What is required → Put every line of the entries below into a JSON list of strings, with one string per line and no blank lines.
----- Information shown -----
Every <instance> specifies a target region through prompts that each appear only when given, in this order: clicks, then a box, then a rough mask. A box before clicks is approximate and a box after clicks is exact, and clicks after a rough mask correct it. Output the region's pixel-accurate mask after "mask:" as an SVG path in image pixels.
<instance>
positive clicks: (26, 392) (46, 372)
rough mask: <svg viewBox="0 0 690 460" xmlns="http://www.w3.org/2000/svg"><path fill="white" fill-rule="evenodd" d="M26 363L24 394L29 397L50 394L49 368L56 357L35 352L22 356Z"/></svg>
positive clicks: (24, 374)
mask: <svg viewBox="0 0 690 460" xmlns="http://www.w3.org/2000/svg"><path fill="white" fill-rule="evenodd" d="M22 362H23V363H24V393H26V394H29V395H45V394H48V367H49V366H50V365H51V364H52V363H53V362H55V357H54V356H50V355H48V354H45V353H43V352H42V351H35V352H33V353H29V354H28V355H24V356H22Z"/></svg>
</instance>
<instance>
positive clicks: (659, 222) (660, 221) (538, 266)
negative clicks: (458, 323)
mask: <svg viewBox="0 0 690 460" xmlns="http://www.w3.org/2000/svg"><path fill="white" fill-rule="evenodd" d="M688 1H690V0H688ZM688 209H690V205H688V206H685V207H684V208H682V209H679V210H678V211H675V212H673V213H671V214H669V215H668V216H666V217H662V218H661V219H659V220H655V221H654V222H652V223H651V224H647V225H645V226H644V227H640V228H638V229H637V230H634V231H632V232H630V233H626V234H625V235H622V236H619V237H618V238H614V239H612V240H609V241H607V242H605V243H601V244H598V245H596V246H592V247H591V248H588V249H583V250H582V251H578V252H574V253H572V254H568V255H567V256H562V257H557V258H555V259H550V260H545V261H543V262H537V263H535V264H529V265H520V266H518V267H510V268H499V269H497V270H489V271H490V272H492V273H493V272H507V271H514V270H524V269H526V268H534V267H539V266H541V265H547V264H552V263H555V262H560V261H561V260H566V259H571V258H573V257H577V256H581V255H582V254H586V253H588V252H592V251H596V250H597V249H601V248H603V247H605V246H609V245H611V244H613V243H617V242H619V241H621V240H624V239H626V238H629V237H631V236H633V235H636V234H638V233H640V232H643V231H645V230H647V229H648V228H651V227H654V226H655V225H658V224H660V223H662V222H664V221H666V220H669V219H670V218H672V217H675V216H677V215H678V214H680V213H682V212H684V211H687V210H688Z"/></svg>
-----
Response →
[
  "Every <instance> specifies a target region through prompts that each appear only when given, in this order: clicks, then a box, then a rough mask. A box before clicks is approximate and a box after clicks is exact, and clicks after a rough mask correct it. Output the region's pixel-accurate mask after \"mask:\" as an SVG path in image pixels.",
  "<instance>",
  "positive clicks: (26, 392) (46, 372)",
  "rough mask: <svg viewBox=\"0 0 690 460\" xmlns=\"http://www.w3.org/2000/svg\"><path fill=\"white\" fill-rule=\"evenodd\" d=\"M26 363L24 394L29 397L50 394L49 368L56 357L35 352L22 356Z\"/></svg>",
  "positive clicks: (24, 374)",
  "mask: <svg viewBox=\"0 0 690 460\" xmlns=\"http://www.w3.org/2000/svg\"><path fill=\"white\" fill-rule=\"evenodd\" d=\"M22 362H23V363H24V393H26V394H29V395H45V394H48V367H49V366H50V365H51V364H52V363H53V362H55V357H54V356H50V355H48V354H45V353H43V352H42V351H35V352H33V353H29V354H28V355H24V356H22Z\"/></svg>",
  "</instance>",
  "<instance>",
  "positive clicks: (659, 222) (660, 221) (538, 266)",
  "negative clicks: (458, 323)",
  "mask: <svg viewBox=\"0 0 690 460\" xmlns=\"http://www.w3.org/2000/svg\"><path fill=\"white\" fill-rule=\"evenodd\" d=\"M688 1H690V0H688ZM688 209H690V205H688V206H685V207H684V208H682V209H679V210H678V211H675V212H673V213H671V214H669V215H668V216H666V217H662V218H661V219H659V220H655V221H654V222H652V223H651V224H647V225H645V226H644V227H640V228H638V229H637V230H634V231H632V232H630V233H626V234H625V235H622V236H619V237H618V238H614V239H612V240H609V241H607V242H605V243H601V244H598V245H596V246H592V247H591V248H588V249H583V250H582V251H578V252H574V253H572V254H568V255H567V256H562V257H557V258H555V259H550V260H545V261H543V262H537V263H535V264H529V265H520V266H518V267H510V268H499V269H497V270H489V271H490V272H492V273H493V272H507V271H514V270H524V269H526V268H534V267H539V266H541V265H547V264H552V263H555V262H560V261H561V260H566V259H571V258H573V257H577V256H581V255H582V254H586V253H588V252H592V251H596V250H597V249H601V248H603V247H605V246H609V245H611V244H613V243H617V242H619V241H621V240H624V239H626V238H629V237H631V236H633V235H636V234H638V233H640V232H643V231H645V230H647V229H648V228H651V227H654V226H655V225H658V224H660V223H662V222H664V221H666V220H669V219H670V218H672V217H675V216H677V215H678V214H680V213H682V212H684V211H687V210H688Z\"/></svg>"
]